# Work required:
Repeat the text segment of the book review word for word, starting at "What happens when" and ending at "the main characters.".

# Text segment:
-.-.-

REVIEW: A Date with Fate by Tracy Ellen

A Date with Fate: The Adventures of Anabel Axelrod by Tracy Ellen

Dear Ms. Ellen:

What happens when you take a woman out of her bookstore, throw in loved-ones with issues (ok, let me amend – some of these loved ones go past “issues” into the land of “subscriptions.”  And one of them, in fact, has a room dedicated to them in the basement of the Library of Congress.  They don’t have issues – they have a Dewey Decimal category all for themselves) and then add a healthy dose of murder mystery?  Why, this book, of course!  The icing on the cake, in my not so humble opinion, is the sexual chemistry between the main characters.

Anabel Axelrod is an orphan – but an orphan with a passel of sisters and one baby brother – who was raised by the beloved grandmother for whom she was named.  Not only that, they were all raised in my idea of nirvana – a small-town bookstore.  Anabel has taken the bookstore over from her grandmother and is now working her dream job, living her dream life, complete with tall, dark and mysterious Luke, her brother’s neighbor.  Anabel isn’t a typical heroine.  She’s a petite girly-girl who knows how to shoot, knows how to ask for help and has a very non-traditional view of relationships.  This, of course, means that she and Luke have some very interesting things to work through as a couple.  Unfortunately, they have to do that around one missing person, one larcenous cousin, Luke’s very secretive job, Anabel’s family and friends, and one ex-boyfriend who comes back to make things even more interesting.

I want to live in your world.  Seriously, I REALLY want to live in your world.  First of all, it’s a world of alpha males who haven’t been fed the testosterone-laced kool-aid, eaten the man-muscle cookies, and become poisoned by the penis-power.  Not every man is chest-beatingly infallible.  Next, I have to repeat again – a BOOKSTORE.  Not only a great used bookstore, but one that has a sandwich / coffee shop / bakery run by Anabel’s best friend.  I absolutely adore what you do with all of the characters.  Each one of them is nicely developed and well-rounded.  It’s very easy to just let some secondary characters remain partially fleshed out, but your characters seemed to come to life.

The one major complaint I have, and it’s definitely a major one, is the rambling.  There are several portions of the book where we’re listening to Anabel speak and she jumps back and forth to three or four different involved stories that DO relate back to the topic at hand, but in a very, very long-winded, convoluted manner.  I had to flip back and forth between a few pages to make sure I was getting everything and ensure that, no, I hadn’t skipped a whole chapter somewhere.  Once I got through the regressions, I didn’t mind them so much – but they took quite a bit of getting used to.

-.-.-

# Provided material:
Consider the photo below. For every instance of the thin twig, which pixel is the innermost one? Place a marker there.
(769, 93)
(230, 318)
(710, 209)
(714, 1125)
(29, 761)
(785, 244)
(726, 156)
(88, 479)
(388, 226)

-.-.-

# Task response:
What happens when you take a woman out of her bookstore, throw in loved-ones with issues (ok, let me amend – some of these loved ones go past “issues” into the land of “subscriptions.”  And one of them, in fact, has a room dedicated to them in the basement of the Library of Congress.  They don’t have issues – they have a Dewey Decimal category all for themselves) and then add a healthy dose of murder mystery?  Why, this book, of course!  The icing on the cake, in my not so humble opinion, is the sexual chemistry between the main characters.